### The problem
Output all of the entries below precisely as written.
--- START Dataset entries ---
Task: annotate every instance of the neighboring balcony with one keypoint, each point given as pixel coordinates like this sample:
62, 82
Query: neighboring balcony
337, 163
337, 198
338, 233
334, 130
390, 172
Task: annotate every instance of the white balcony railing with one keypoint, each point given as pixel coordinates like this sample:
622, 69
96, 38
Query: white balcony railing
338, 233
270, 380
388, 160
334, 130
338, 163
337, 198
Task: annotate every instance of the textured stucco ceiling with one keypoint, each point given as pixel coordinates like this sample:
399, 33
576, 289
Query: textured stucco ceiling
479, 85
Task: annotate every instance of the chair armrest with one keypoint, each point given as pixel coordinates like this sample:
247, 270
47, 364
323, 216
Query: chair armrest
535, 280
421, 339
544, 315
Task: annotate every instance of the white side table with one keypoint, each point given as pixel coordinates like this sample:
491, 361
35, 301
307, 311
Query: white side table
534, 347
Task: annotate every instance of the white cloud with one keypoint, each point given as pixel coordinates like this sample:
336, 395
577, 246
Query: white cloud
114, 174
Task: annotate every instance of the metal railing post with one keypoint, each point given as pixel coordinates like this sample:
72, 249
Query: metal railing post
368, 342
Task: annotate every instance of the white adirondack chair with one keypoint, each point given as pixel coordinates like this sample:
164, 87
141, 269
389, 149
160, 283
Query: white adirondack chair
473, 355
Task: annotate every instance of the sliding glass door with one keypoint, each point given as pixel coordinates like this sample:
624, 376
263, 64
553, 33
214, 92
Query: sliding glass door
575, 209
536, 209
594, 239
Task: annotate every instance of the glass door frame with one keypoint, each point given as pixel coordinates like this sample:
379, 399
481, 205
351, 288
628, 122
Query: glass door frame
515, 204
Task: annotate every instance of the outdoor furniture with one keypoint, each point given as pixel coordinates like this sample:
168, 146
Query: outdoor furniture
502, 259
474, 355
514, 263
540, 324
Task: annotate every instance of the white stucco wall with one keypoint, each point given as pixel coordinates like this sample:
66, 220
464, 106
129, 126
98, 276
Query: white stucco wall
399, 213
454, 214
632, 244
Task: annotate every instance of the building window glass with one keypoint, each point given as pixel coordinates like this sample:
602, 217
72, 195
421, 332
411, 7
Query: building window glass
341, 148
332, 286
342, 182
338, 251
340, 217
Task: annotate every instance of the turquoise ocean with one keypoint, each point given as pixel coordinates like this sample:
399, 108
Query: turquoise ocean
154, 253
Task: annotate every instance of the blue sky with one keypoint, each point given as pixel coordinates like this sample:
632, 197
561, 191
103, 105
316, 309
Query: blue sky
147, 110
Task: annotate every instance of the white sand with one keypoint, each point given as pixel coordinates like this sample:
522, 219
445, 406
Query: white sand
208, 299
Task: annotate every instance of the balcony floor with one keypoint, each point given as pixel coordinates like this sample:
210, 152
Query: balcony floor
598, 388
--- END Dataset entries ---
### Response below
Task: annotate every instance of the neighboring balcony with one keypoint, each point given as pixel coordinates like this sample:
62, 82
Query: neighboring balcony
337, 163
337, 198
338, 233
334, 130
390, 172
Task: annotate every instance of the white balcony railing with one keypoint, each point given as pixel coordinates like this sample:
622, 69
96, 38
Query: white balcony railing
338, 233
270, 380
388, 160
334, 130
338, 163
337, 198
Task: annotate every instance of the textured stucco ceiling with one keypoint, each point given as pixel coordinates like this sample:
399, 33
576, 289
Query: textured stucco ceiling
479, 85
Task: annotate every instance of the chair armrest with one keypoint, each point given as pixel coordinates like this sample:
247, 270
47, 364
323, 216
Query: chair armrest
535, 280
421, 339
544, 315
Task: annotate every instance of the white side table with one keypoint, each point given as pixel coordinates like this sample:
491, 361
35, 301
307, 311
Query: white side table
534, 347
Task: annotate every instance of the white cloud with one keypoint, each point given as pixel coordinates like this sample:
336, 395
577, 246
Query: white cloud
114, 174
Task: annotate every instance of the metal railing post with one keypoint, each point given as pixel coordinates like this sample:
72, 249
Query: metal railing post
368, 342
Task: annotate every instance of the white adirondack chair with one keypoint, each point given as pixel coordinates like this sample:
164, 87
141, 269
389, 149
160, 283
Query: white adirondack chair
473, 355
Task: annotate every instance of the sliding glass door with one keypoint, each point given as pixel coordinates like this sample:
624, 376
263, 64
553, 33
214, 92
Query: sliding glass door
575, 209
536, 209
594, 239
Task: annotate every instance of the glass door frame with one keypoint, each point given as pixel coordinates like this sample:
379, 399
481, 205
351, 288
628, 122
Query: glass door frame
515, 204
Task: annotate every instance of the outdoor furniture with one keypoint, each point given as pixel coordinates like this sample:
168, 146
Query: outdoor furniture
502, 259
474, 355
514, 263
540, 324
Task: annotate every instance of the white stucco wall with one keypoint, each point given as pixel coordinates like this sample:
66, 220
464, 106
129, 126
98, 276
Query: white stucco wall
399, 213
454, 214
632, 244
Task: annotate every instance of the building window glass with one keypoint, each point given as pixel coordinates like this sample:
602, 217
72, 195
421, 332
411, 7
Query: building window glass
341, 148
332, 286
342, 182
338, 251
340, 217
Task: annotate every instance of the turquoise ocean with one keypoint, each point given as pixel coordinates like this sample:
399, 108
Query: turquoise ocean
154, 253
Task: annotate every instance of the blue sky with one keypoint, each point given as pixel coordinates like this sample:
632, 197
561, 191
103, 105
316, 309
Query: blue sky
147, 110
Task: annotate every instance of the white sand with one keypoint, each point given as pixel coordinates like this sample:
522, 219
445, 406
Query: white sand
208, 299
Task: annotate every instance of the balcony floor with one keypoint, each point given as pixel coordinates like this sample:
210, 152
Query: balcony floor
598, 388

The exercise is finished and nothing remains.